- **HOW TO COMPLETE THIS TASK**
In the listing below, find each line with the string "instance" and return it.

**** DATASET EXTRACT ****

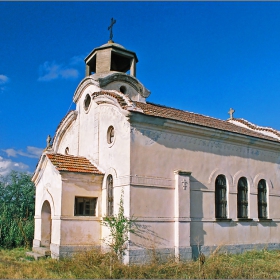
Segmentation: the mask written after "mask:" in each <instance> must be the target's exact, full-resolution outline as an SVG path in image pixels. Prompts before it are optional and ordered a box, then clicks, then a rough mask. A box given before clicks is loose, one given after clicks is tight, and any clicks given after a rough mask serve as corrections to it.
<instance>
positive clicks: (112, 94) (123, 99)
mask: <svg viewBox="0 0 280 280" xmlns="http://www.w3.org/2000/svg"><path fill="white" fill-rule="evenodd" d="M100 95H108V96H111V97H114V98H115V99H117V101H118V103H119V104H120V106H121V107H122V108H123V109H126V108H127V106H128V105H129V104H128V102H127V100H125V98H124V97H123V96H122V95H123V94H122V93H119V94H116V93H115V92H111V91H99V92H95V93H94V94H93V95H92V97H93V98H94V97H97V96H100Z"/></svg>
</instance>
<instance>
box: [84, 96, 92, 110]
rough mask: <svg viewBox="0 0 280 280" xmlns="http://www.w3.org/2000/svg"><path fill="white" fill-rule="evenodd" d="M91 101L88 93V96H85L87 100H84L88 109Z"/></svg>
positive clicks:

****

- **RESULT OF THIS TASK**
Segmentation: the mask written after "mask:" in each <instance> must be the target's exact, full-resolution outline as an SVG path in image pixels. Prompts before it are optional and ordered a box, then clicks, then a rough mask. A box given before clicks is loose, one given after clicks is tight, and any clicks given after a rough mask serve as corrections to it.
<instance>
</instance>
<instance>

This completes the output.